Selected text
========================================================================

Let me start this post with three disclaimers:

  1. GitHub Actions Environments is in beta
  2. I'm a huge fan of Azure Pipelines, which is a fairly mature product
  3. The GitHub engineers (and PM Chris Patterson) have been amazing with answering my questions and helping me deep dive into Actions for CD

Why start with disclaimers? Because (SPOILER ALERT) deployment with GitHub Actions is rough. Unfortunately, not even enough "good" to add "The Good" to the title of this post.

Note: for ease of typing and reading, I'll refer to GitHub Actions as simply Actions, and Azure Pipelines as simply Pipelines for the remainder of this post.

Ever since Actions was born, the vision has been "code to cloud". This vision is exactly correct and certainly demos nicely if you have a simple web app and a single environment. But how do you handle a more complex real-world scenario? How do you deploy and configure infrastructure? How do you model multiple environments? Where do you store secrets and environment settings? How do you handle approvals?

At GitHub Universe in December 2020, GitHub released Environments to Beta. This was the first baby step in moving towards a more "enterprise" deployment capability.

Environments, Stages, Jobs and Templates

I've made a few Actions workflows and have always approached it as a slightly differently formatted Azure Pipeline that can only have jobs (no stages or environments). So when Actions Environments got released, I thought I'd approach Actions with the same paradigm I use when I create Pipelines.

I was wrong.

Firstly, I was annoyed that there is no such thing as a "stage" in Actions. When writing Pipelines, I usually equate the environment with a stage and then run multiple jobs in each stage. This lets me create job templates that I can reuse. Deployments should be as similar as possible between environments which I can easily model with parameterized templates.

But Actions doesn't have templates - though it's on the roadmap. For now, I'll just have to live with some copy-and-paste.

While there are no stages, I could conceptually map jobs to stages in an Action workflow, and use the environment attribute to tell GitHub that a job is targeting an environment. If I need multiple jobs for a stage, I can use a naming convention to loosely group them, even if the UI won't.

Except that Actions behaves strangely when you have multiple jobs targeting a single environment (more about this later).

Infrastructure and Code

I bounce back and forth between having infrastructure and app code in the same pipeline or having separate pipelines for these concerns. Using Pipelines, I typically have an infrastructure job to get the environment resources spun up and/or configured, and then have a deployment job to deploy app code, and then have one or more test jobs for running tests. I always use a single build job to produce a single binary that is promoted between environments.

========================================================================

Information provided
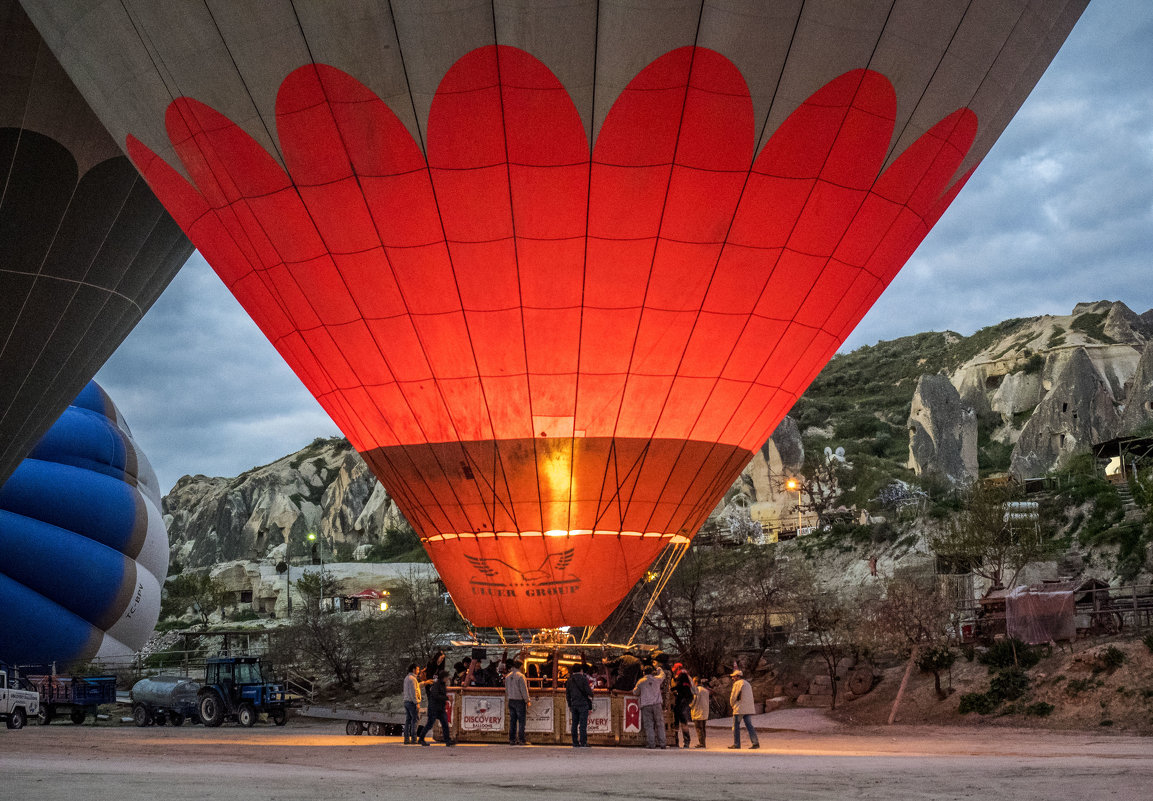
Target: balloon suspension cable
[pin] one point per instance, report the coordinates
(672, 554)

========================================================================

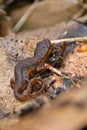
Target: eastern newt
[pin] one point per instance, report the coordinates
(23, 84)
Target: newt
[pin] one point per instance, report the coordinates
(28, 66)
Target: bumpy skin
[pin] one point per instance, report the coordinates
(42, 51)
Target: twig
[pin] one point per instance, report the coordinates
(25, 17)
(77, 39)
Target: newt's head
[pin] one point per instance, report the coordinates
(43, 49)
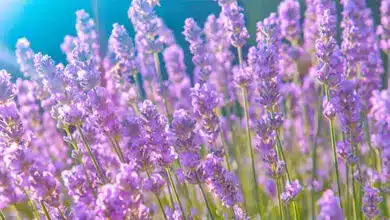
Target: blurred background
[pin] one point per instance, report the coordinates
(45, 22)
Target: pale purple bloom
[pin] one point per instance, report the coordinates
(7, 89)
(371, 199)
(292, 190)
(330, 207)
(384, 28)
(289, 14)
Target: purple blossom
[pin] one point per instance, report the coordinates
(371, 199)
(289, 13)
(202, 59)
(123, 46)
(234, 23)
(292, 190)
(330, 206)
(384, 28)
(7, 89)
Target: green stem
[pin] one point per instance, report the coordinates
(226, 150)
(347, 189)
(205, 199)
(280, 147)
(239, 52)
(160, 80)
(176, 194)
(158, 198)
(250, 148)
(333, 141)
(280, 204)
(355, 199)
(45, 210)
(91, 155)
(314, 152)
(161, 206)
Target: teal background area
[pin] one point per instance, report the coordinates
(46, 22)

========================================================================

Short task 1
Return every line of the records that contains the word "Target", matching upper and lower case exactly.
Short task 2
Carry on the post about deploying with GitHub Actions, starting right after its final sentence.

Final answer 1
Target: balloon suspension cable
Target: eastern newt
Target: newt
Target: bumpy skin
Target: twig
Target: newt's head
Target: blurred background
Target: pale purple bloom
Target: purple blossom
Target: green stem
Target: teal background area

Final answer 2
However, this can complicate approvals. Typically, ops folks will approve infrastructure changes, while dev folks will approve code deployments. As much as we should be working on cross-functional teams, it's all too common to still see silos in the enterprise. And even on cross-functional teams, we're usually all T-shaped - that is, we're usually more "ops-ey" or more "dev-ey" and so approvals tend to fall along that divide. This scenario works fine with Pipelines since each job in the stage is targeting an environment and the approvals are defined on the environment. There's no way of specifying who exactly should do the review, so the team will have to work out who's approval is currently pending (is it for infra or for code). GitHub Environments have the same limitation.

After chatting through some of the challenges with Chris Patterson (PM for Actions) he suggested splitting infra and code into separate pipelines. I can at least trigger the infra pipeline only if infra code changes, and trigger the app pipeline for everything else this way.

TailWind Web App

Let's make this a bit more concrete. For ease of use, I'll be using a DotNetCore app called TailWind originally from Microsoft, just so that I have some code I can deploy to Azure. I forked the Microsoft repo and added in Terraform templates for the infra into my version. Now I have infra-as-code as well as the app code.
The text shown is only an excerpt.